- _EXTRACTED RECORDS_
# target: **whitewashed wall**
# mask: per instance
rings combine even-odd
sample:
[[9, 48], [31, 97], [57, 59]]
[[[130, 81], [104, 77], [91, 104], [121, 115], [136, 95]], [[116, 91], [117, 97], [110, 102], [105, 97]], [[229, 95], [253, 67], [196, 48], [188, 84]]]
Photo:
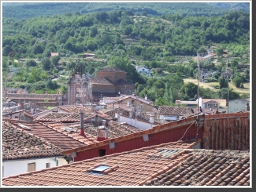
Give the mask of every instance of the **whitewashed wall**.
[[155, 126], [155, 125], [152, 125], [150, 123], [147, 123], [147, 122], [144, 122], [144, 121], [138, 121], [138, 120], [135, 120], [135, 119], [130, 119], [129, 118], [126, 118], [124, 116], [121, 116], [120, 115], [120, 118], [119, 118], [120, 122], [126, 122], [127, 124], [136, 127], [139, 129], [142, 130], [147, 130], [151, 129], [152, 127]]
[[[63, 157], [58, 157], [58, 166], [68, 164]], [[32, 158], [15, 161], [2, 161], [2, 177], [18, 175], [28, 172], [28, 164], [35, 163], [35, 171], [46, 168], [46, 163], [50, 164], [50, 168], [57, 166], [54, 157], [46, 158]]]

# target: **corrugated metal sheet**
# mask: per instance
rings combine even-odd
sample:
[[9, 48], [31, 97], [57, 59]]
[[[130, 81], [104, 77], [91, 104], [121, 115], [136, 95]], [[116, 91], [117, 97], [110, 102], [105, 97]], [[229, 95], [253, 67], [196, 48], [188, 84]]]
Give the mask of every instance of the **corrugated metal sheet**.
[[[188, 129], [189, 125], [179, 126], [176, 129], [170, 129], [165, 131], [156, 132], [149, 135], [150, 139], [144, 141], [143, 136], [135, 137], [131, 139], [123, 140], [116, 143], [116, 147], [109, 149], [109, 145], [100, 147], [84, 151], [80, 151], [76, 154], [75, 161], [82, 161], [84, 159], [98, 157], [99, 150], [106, 150], [106, 154], [113, 154], [121, 153], [145, 147], [158, 145], [161, 143], [175, 142], [179, 139], [191, 139], [196, 138], [197, 127], [193, 124]], [[186, 132], [187, 130], [187, 132]], [[186, 132], [186, 133], [185, 133]], [[201, 128], [198, 131], [198, 138], [202, 138], [203, 129]]]
[[[106, 154], [121, 153], [145, 147], [175, 142], [179, 139], [202, 138], [204, 149], [212, 150], [250, 150], [250, 118], [247, 114], [216, 114], [201, 119], [203, 127], [197, 129], [195, 124], [179, 125], [173, 128], [169, 125], [161, 125], [161, 129], [165, 129], [149, 134], [150, 139], [144, 141], [143, 136], [117, 142], [116, 147], [109, 149], [109, 144], [78, 152], [75, 161], [98, 157], [99, 150], [106, 150]], [[241, 116], [241, 117], [239, 117]], [[200, 119], [199, 119], [200, 120]], [[200, 121], [201, 121], [200, 120]], [[182, 123], [182, 121], [180, 122]]]
[[249, 118], [210, 119], [204, 122], [205, 149], [249, 150]]

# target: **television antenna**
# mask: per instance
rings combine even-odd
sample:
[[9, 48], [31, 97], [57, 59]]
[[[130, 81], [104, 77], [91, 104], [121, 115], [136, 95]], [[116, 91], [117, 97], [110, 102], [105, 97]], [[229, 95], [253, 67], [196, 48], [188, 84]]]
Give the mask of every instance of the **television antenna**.
[[8, 74], [8, 69], [9, 69], [9, 56], [14, 56], [17, 52], [10, 52], [8, 53], [8, 62], [7, 62], [7, 67], [6, 72], [6, 82], [5, 82], [5, 112], [6, 113], [6, 105], [7, 105], [7, 90], [6, 90], [6, 85], [7, 85], [7, 74]]
[[223, 53], [227, 53], [227, 64], [226, 64], [226, 71], [224, 73], [222, 73], [222, 78], [225, 78], [228, 82], [228, 100], [227, 100], [227, 107], [228, 107], [228, 109], [227, 109], [227, 111], [228, 111], [228, 102], [229, 102], [229, 78], [230, 78], [230, 76], [231, 74], [232, 74], [232, 72], [229, 72], [228, 71], [228, 50], [223, 50]]

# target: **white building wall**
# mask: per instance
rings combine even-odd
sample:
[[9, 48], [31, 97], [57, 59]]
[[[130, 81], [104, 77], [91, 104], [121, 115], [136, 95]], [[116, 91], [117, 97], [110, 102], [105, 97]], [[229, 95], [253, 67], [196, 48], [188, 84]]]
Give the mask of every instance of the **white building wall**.
[[121, 122], [126, 122], [127, 124], [136, 127], [139, 129], [142, 130], [147, 130], [151, 129], [152, 127], [155, 126], [155, 125], [151, 125], [150, 123], [147, 123], [147, 122], [143, 122], [141, 121], [138, 121], [135, 119], [130, 119], [129, 118], [126, 118], [124, 116], [119, 116], [119, 121]]
[[239, 110], [245, 110], [247, 103], [250, 102], [243, 100], [234, 100], [228, 102], [228, 113], [236, 113]]
[[63, 157], [57, 157], [55, 161], [55, 157], [50, 157], [46, 158], [31, 158], [31, 159], [21, 159], [13, 161], [2, 161], [2, 177], [7, 177], [10, 176], [15, 176], [20, 173], [28, 172], [28, 164], [35, 163], [35, 171], [46, 168], [46, 163], [50, 163], [50, 168], [55, 166], [60, 166], [68, 164], [67, 161]]
[[159, 115], [159, 118], [160, 119], [165, 119], [166, 121], [176, 121], [179, 120], [182, 118], [182, 116], [179, 117], [178, 119], [176, 118], [176, 116], [165, 116], [165, 115], [162, 115], [160, 114]]

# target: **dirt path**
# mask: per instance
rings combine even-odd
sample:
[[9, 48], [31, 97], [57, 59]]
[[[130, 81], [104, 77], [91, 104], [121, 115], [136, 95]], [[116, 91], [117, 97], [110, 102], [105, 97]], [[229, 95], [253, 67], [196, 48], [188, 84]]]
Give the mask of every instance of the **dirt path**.
[[[197, 79], [192, 79], [192, 78], [184, 78], [184, 83], [187, 82], [193, 82], [196, 85], [198, 85], [198, 80]], [[212, 87], [212, 85], [217, 85], [218, 82], [210, 82], [210, 83], [203, 83], [199, 82], [199, 86], [202, 86], [204, 89], [209, 88], [211, 90], [217, 91], [217, 89]], [[236, 88], [233, 84], [229, 83], [229, 89], [232, 89], [234, 92], [239, 92], [239, 93], [246, 93], [250, 94], [250, 83], [244, 83], [243, 86], [245, 89], [239, 89]]]

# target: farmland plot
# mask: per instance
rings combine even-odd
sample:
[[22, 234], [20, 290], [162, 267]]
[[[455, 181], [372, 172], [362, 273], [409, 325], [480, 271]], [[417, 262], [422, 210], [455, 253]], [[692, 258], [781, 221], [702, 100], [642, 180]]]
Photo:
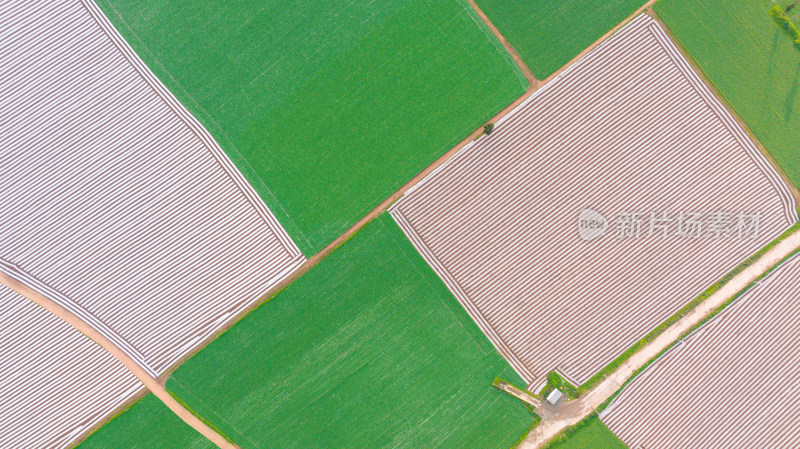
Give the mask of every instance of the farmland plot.
[[634, 379], [601, 419], [631, 448], [800, 445], [800, 258]]
[[519, 379], [384, 214], [167, 388], [242, 449], [508, 449]]
[[797, 219], [647, 16], [391, 213], [533, 389], [551, 370], [586, 382]]
[[161, 400], [148, 394], [83, 441], [77, 449], [218, 449]]
[[143, 387], [118, 360], [0, 285], [0, 447], [60, 449]]
[[94, 3], [0, 17], [0, 269], [161, 373], [304, 258]]
[[99, 0], [306, 255], [527, 86], [466, 0]]

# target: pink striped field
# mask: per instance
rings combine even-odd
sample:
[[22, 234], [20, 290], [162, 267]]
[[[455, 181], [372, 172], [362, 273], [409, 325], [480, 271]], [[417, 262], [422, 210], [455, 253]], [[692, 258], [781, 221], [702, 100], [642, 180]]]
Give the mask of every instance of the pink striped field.
[[0, 447], [69, 447], [142, 388], [100, 346], [0, 285]]
[[[390, 212], [533, 390], [553, 370], [586, 382], [797, 220], [777, 172], [646, 15]], [[585, 240], [579, 220], [605, 233]]]
[[800, 447], [800, 258], [636, 377], [601, 419], [631, 449]]
[[91, 0], [0, 2], [0, 270], [157, 375], [305, 258]]

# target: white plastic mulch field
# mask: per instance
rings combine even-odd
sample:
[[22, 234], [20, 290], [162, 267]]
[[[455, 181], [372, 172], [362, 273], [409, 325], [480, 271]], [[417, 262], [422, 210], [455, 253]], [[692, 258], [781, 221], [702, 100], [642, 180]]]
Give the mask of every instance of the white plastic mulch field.
[[634, 448], [800, 447], [800, 258], [636, 377], [601, 415]]
[[553, 370], [586, 382], [797, 220], [645, 15], [390, 212], [534, 390]]
[[0, 285], [0, 447], [68, 447], [142, 388], [100, 346]]
[[90, 0], [0, 4], [0, 269], [157, 375], [305, 259]]

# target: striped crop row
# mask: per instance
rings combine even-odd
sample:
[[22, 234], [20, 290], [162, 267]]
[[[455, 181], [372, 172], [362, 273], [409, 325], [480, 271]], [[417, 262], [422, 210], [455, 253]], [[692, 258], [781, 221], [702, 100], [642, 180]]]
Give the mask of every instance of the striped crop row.
[[305, 260], [91, 0], [0, 2], [0, 204], [0, 270], [152, 375]]
[[[797, 220], [776, 171], [645, 15], [390, 212], [534, 390], [552, 370], [586, 382]], [[579, 234], [585, 213], [599, 238]]]
[[0, 285], [0, 447], [68, 447], [142, 388], [100, 346]]
[[800, 447], [800, 258], [654, 362], [601, 419], [631, 449]]

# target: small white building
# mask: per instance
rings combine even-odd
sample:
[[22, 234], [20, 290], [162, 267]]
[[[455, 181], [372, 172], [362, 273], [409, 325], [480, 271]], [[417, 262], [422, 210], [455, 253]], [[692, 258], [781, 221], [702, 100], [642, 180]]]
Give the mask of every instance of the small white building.
[[556, 388], [555, 390], [551, 391], [550, 394], [547, 395], [547, 399], [546, 400], [547, 400], [547, 402], [549, 402], [549, 403], [551, 403], [553, 405], [556, 405], [556, 403], [558, 403], [558, 401], [561, 400], [562, 396], [564, 396], [564, 395], [561, 393], [561, 390]]

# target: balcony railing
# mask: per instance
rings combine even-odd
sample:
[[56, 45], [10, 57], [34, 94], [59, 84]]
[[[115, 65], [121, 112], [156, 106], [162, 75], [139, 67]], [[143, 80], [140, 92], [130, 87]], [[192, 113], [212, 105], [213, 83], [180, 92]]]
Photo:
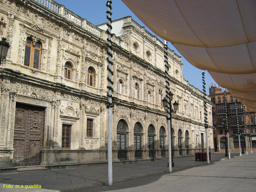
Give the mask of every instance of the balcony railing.
[[102, 30], [88, 22], [85, 19], [76, 15], [65, 8], [62, 5], [59, 4], [53, 0], [34, 0], [39, 3], [45, 6], [47, 8], [62, 15], [63, 17], [71, 21], [85, 29], [98, 36], [101, 36]]

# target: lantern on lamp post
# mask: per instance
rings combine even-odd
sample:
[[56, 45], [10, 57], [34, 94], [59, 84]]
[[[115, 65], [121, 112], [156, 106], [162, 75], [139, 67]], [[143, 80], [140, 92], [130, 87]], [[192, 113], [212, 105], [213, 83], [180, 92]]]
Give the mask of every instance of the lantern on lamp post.
[[2, 38], [2, 40], [0, 41], [0, 65], [3, 60], [6, 57], [8, 50], [10, 47], [9, 43], [6, 41], [6, 38]]
[[[165, 107], [165, 110], [166, 112], [167, 113], [167, 120], [170, 120], [170, 125], [168, 125], [168, 129], [170, 129], [170, 134], [168, 134], [168, 136], [169, 137], [168, 141], [169, 141], [168, 143], [169, 150], [171, 150], [171, 163], [172, 163], [172, 167], [174, 167], [174, 163], [173, 163], [173, 152], [172, 151], [172, 144], [171, 142], [171, 128], [172, 128], [172, 114], [175, 114], [176, 112], [178, 109], [178, 105], [179, 105], [179, 103], [178, 103], [175, 101], [173, 104], [173, 108], [172, 107], [172, 105], [171, 103], [171, 101], [172, 100], [173, 98], [173, 94], [172, 93], [171, 91], [169, 91], [168, 94], [167, 95], [167, 97], [169, 96], [169, 102], [168, 100], [166, 98], [164, 98], [162, 100], [163, 103], [163, 105]], [[169, 121], [168, 121], [169, 123]], [[170, 142], [170, 141], [171, 141]], [[168, 163], [168, 166], [169, 166], [169, 163]]]

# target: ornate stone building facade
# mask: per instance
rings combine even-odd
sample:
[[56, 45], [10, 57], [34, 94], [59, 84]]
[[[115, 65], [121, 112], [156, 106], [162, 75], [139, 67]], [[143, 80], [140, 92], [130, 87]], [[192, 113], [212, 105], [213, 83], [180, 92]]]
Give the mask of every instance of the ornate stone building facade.
[[[0, 164], [106, 162], [107, 35], [52, 0], [0, 0], [0, 38], [11, 45], [0, 67]], [[114, 21], [113, 159], [168, 155], [163, 43], [127, 17]], [[118, 31], [121, 31], [120, 32]], [[205, 148], [203, 94], [168, 50], [174, 156]], [[209, 147], [213, 149], [207, 100]]]

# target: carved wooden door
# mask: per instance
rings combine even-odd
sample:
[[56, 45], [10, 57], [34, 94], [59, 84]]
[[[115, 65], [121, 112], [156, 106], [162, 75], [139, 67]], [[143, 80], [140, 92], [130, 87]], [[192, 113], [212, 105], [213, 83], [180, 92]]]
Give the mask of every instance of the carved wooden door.
[[40, 165], [43, 147], [44, 109], [17, 104], [13, 162], [16, 165]]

- _OBJECTIVE_
Copy the rows from the line with "# target: **dirt path**" up to and including the line with "[[99, 0], [306, 255], [527, 86], [466, 0]]", reproducing them line for line and omitting the pictures.

- _WORKED ANSWER_
# target: **dirt path**
# mask: per instance
rings combine even-odd
sample:
[[9, 48], [31, 97], [57, 59]]
[[[130, 81], [104, 77], [91, 104], [121, 115], [136, 95]], [[116, 91], [117, 97], [110, 102], [105, 97]], [[229, 95], [253, 67], [196, 48], [188, 84]]]
Give the mask of every instance of the **dirt path**.
[[[197, 79], [192, 79], [192, 78], [184, 78], [184, 83], [187, 82], [193, 82], [196, 85], [198, 85], [198, 80]], [[212, 87], [212, 85], [217, 85], [218, 82], [210, 82], [210, 83], [203, 83], [199, 82], [199, 86], [202, 86], [204, 89], [209, 88], [211, 90], [217, 91], [217, 89]], [[236, 88], [233, 84], [229, 83], [229, 89], [232, 89], [234, 92], [239, 92], [239, 93], [246, 93], [250, 94], [250, 83], [244, 83], [243, 86], [245, 89], [239, 89]]]

# target: farmland plot
# mask: per instance
rings combine even-odd
sample:
[[22, 234], [20, 290], [162, 267]]
[[[455, 181], [372, 172], [362, 273], [409, 325], [480, 271]], [[417, 262], [422, 210], [455, 253]], [[692, 258], [781, 221], [702, 100], [642, 180]]]
Photo:
Give the mask of every instance of the farmland plot.
[[634, 379], [601, 419], [631, 448], [800, 445], [800, 258]]
[[519, 379], [384, 214], [167, 388], [242, 449], [508, 449]]
[[797, 219], [647, 16], [391, 213], [533, 389], [551, 370], [586, 382]]
[[161, 400], [148, 394], [83, 441], [77, 449], [218, 449]]
[[143, 387], [118, 360], [0, 285], [0, 447], [60, 449]]
[[94, 3], [0, 17], [0, 269], [161, 373], [304, 258]]
[[99, 0], [306, 255], [527, 86], [466, 0]]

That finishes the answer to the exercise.